> LISTED RECORDS
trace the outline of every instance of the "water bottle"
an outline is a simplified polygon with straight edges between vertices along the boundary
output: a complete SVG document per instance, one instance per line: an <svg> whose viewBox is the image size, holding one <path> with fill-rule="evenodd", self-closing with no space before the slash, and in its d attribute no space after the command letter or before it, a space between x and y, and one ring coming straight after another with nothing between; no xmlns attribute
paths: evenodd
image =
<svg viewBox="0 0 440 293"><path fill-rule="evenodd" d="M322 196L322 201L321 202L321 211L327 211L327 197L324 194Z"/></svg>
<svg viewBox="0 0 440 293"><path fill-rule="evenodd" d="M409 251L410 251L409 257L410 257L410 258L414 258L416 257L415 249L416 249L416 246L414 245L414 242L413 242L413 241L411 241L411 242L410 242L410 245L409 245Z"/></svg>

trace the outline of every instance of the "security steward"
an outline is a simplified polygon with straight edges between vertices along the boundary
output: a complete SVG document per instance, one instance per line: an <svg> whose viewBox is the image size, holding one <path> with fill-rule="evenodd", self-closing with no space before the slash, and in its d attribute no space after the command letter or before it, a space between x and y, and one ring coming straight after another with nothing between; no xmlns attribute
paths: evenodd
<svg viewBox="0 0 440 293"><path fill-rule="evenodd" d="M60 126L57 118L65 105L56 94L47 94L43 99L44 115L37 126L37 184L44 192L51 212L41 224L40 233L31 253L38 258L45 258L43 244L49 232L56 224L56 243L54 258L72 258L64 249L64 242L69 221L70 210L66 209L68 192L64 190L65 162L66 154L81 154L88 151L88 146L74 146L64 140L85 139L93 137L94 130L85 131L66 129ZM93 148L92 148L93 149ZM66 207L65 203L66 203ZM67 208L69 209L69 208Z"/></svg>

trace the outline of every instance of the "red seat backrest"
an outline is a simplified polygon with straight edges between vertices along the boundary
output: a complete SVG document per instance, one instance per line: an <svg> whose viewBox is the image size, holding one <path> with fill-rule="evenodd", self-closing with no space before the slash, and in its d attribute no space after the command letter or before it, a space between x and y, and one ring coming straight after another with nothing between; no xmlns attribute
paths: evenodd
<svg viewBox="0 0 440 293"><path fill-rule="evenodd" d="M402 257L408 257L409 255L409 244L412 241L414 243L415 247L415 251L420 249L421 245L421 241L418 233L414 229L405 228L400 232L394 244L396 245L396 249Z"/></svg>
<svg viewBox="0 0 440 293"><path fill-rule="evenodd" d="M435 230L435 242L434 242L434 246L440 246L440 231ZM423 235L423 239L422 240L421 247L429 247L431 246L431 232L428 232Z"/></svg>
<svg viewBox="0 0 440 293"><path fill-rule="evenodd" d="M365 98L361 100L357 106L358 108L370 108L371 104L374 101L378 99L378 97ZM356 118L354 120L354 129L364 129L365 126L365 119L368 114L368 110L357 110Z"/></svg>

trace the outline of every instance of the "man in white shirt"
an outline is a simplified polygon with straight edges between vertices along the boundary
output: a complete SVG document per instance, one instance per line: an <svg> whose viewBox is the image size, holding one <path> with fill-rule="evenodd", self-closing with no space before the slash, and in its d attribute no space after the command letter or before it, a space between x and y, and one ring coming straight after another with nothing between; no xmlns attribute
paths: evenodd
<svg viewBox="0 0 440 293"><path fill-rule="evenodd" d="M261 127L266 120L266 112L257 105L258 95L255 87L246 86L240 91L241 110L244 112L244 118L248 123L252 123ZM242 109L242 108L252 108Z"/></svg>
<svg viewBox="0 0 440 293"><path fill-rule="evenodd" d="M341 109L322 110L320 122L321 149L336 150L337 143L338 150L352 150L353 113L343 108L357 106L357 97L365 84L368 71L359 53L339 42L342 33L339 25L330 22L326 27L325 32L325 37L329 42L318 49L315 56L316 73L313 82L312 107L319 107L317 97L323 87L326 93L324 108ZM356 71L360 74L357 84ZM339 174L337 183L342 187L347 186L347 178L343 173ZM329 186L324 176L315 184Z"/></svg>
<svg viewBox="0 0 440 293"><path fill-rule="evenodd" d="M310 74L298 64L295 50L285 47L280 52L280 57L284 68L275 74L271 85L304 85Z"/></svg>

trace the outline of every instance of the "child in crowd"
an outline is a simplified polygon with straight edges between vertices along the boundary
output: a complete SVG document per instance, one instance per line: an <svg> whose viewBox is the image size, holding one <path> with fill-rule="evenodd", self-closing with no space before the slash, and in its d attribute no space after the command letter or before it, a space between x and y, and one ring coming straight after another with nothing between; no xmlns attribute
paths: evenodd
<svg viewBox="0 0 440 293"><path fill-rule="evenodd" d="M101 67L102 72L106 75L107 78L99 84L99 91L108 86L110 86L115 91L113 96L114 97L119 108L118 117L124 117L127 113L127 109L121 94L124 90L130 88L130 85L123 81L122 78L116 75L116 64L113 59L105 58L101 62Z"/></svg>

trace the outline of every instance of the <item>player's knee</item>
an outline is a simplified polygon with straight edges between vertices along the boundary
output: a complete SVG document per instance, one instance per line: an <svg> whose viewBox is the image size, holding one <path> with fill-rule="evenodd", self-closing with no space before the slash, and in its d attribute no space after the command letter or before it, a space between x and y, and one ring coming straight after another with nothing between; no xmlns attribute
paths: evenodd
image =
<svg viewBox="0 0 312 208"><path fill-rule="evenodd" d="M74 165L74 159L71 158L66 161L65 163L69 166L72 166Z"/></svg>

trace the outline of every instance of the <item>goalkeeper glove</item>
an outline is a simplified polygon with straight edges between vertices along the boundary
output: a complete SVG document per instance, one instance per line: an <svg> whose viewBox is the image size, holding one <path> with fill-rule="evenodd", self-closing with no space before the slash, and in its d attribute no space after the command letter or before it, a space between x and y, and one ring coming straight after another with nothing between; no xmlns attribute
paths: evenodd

> PROBLEM REQUIREMENTS
Update the rows above, changing each occurrence of "simplified polygon" to "reduced polygon" and keeping every other character the same.

> THE RESULT
trace the outline of every instance of the "water bottle"
an outline is a reduced polygon with straight edges between vertices along the boundary
output: a complete SVG document per instance, one instance per line: an <svg> whose viewBox is the image size, holding one <path> with fill-rule="evenodd", self-closing with no space before the slash, and in its d attribute no space after the command letter or before it, a space between x and y, and one ring coming straight after another with nothing between; no xmlns attribute
paths: evenodd
image =
<svg viewBox="0 0 440 293"><path fill-rule="evenodd" d="M322 196L322 201L321 202L321 211L327 211L327 197L324 194Z"/></svg>
<svg viewBox="0 0 440 293"><path fill-rule="evenodd" d="M409 251L410 251L409 257L410 257L410 258L414 258L416 257L415 249L416 249L416 246L414 245L414 242L413 242L413 241L411 241L411 242L410 242L410 245L409 245Z"/></svg>

trace the outline of every instance of the "security steward"
an outline is a reduced polygon with straight edges between vertices along the boundary
output: a complete SVG document per instance, one instance per line: an <svg> whose viewBox is the image size, holding one <path> with fill-rule="evenodd", self-closing with no space before the slash, and in its d attribute no space after the command letter or before it, a space between x and y, and one ring coming straight after another with nothing between; no xmlns attribute
paths: evenodd
<svg viewBox="0 0 440 293"><path fill-rule="evenodd" d="M60 126L57 118L65 105L56 94L47 94L43 99L44 115L37 126L37 184L44 192L51 212L41 224L40 233L31 253L38 258L45 258L43 244L49 232L56 224L56 243L54 258L72 258L64 249L64 242L69 221L70 210L66 209L68 192L64 190L65 162L66 154L81 154L88 151L88 146L74 146L64 140L85 139L93 137L94 130L85 131L66 129ZM93 148L92 148L93 149ZM66 207L65 203L66 203ZM67 208L69 209L69 208Z"/></svg>

trace the outline of every instance of the "red seat backrest"
an outline is a reduced polygon with straight edges between vertices along the boundary
output: a complete SVG document per instance, one instance per line: an <svg> whose viewBox is the image size, holding one <path> with fill-rule="evenodd", self-closing with no space before the slash, and in its d attribute no space after the command letter or before it, a space between x and y, and one ring coming straight after another with nothing between; no xmlns attribute
paths: evenodd
<svg viewBox="0 0 440 293"><path fill-rule="evenodd" d="M402 257L408 257L409 255L409 244L412 241L414 243L415 247L415 251L420 249L421 245L421 241L418 233L414 229L405 228L400 232L394 244L396 245L396 249Z"/></svg>
<svg viewBox="0 0 440 293"><path fill-rule="evenodd" d="M435 230L435 242L434 242L434 246L440 246L440 231ZM423 235L423 239L422 240L421 247L429 247L431 246L431 232L428 232Z"/></svg>
<svg viewBox="0 0 440 293"><path fill-rule="evenodd" d="M365 98L361 100L357 106L358 108L370 108L371 104L374 101L378 99L378 97ZM356 118L354 120L354 129L364 129L365 126L365 119L368 114L368 110L357 110Z"/></svg>

trace the outline of every instance of the "man in white shirt"
an outline is a reduced polygon with straight edges between vertices along the boundary
output: a complete SVG document per instance, one instance per line: an <svg> whose viewBox is the image size, holding one <path> with fill-rule="evenodd", self-closing with no space before the slash, and in its d attribute no space after the command letter or before it, a space between x and y, and one ring coming straight after another with nothing between; no xmlns attribute
paths: evenodd
<svg viewBox="0 0 440 293"><path fill-rule="evenodd" d="M261 127L266 120L266 112L257 105L258 95L255 87L246 86L240 91L241 110L244 112L244 118L248 123L252 123ZM242 109L242 108L252 108Z"/></svg>
<svg viewBox="0 0 440 293"><path fill-rule="evenodd" d="M341 109L322 110L320 122L321 149L336 150L337 143L338 150L352 150L353 113L343 108L357 106L357 97L365 84L368 71L359 53L339 42L342 33L339 25L330 22L326 27L325 32L325 37L329 42L318 49L315 56L316 73L313 82L312 107L319 107L317 97L323 87L326 93L324 108ZM356 71L360 74L357 84ZM339 174L337 183L342 187L347 186L347 178L343 173ZM329 186L324 176L315 184Z"/></svg>
<svg viewBox="0 0 440 293"><path fill-rule="evenodd" d="M310 74L298 64L295 50L285 47L280 52L280 57L284 68L275 74L271 85L304 85Z"/></svg>

trace the outline of every instance of the "child in crowd"
an outline is a reduced polygon with straight edges between vertices along the boundary
output: a complete SVG document per instance, one instance per line: an <svg> whose viewBox is the image size, holding one <path> with fill-rule="evenodd", self-closing with no space before the slash, and in its d attribute no space after the command letter or before it, a space between x and y, and one ring coming straight after another with nothing between; no xmlns attribute
paths: evenodd
<svg viewBox="0 0 440 293"><path fill-rule="evenodd" d="M101 67L102 72L106 75L107 78L99 84L99 91L108 86L110 86L115 91L113 96L114 97L119 108L118 117L124 117L127 113L127 109L121 94L124 90L130 88L130 85L123 81L122 78L116 75L116 64L113 59L105 58L101 62Z"/></svg>

trace the outline of every instance of the <item>player's knee</item>
an outline is a reduced polygon with straight edges between vertices along the boundary
output: a complete SVG document per instance, one instance per line: an <svg> whose viewBox is the image size, holding one <path> with fill-rule="evenodd", self-closing with no space before the slash, and in its d attribute no space after the command letter or before it, a space between x and y, and one ring coming straight after another with nothing between; no xmlns attribute
paths: evenodd
image =
<svg viewBox="0 0 312 208"><path fill-rule="evenodd" d="M74 165L74 159L71 158L66 161L65 163L69 166L72 166Z"/></svg>

trace the outline of every instance of the <item>goalkeeper glove</item>
an outline is a reduced polygon with straight edges between vertices along the boundary
output: a complete SVG document per instance, one instance per line: an <svg> whose viewBox is the image size, holding one <path> with fill-rule="evenodd", self-closing with no space before the slash, and in its d attribute no space after the command letter or before it, a space between x and y, and one ring coming straight after another with nothing between; no xmlns attribute
paths: evenodd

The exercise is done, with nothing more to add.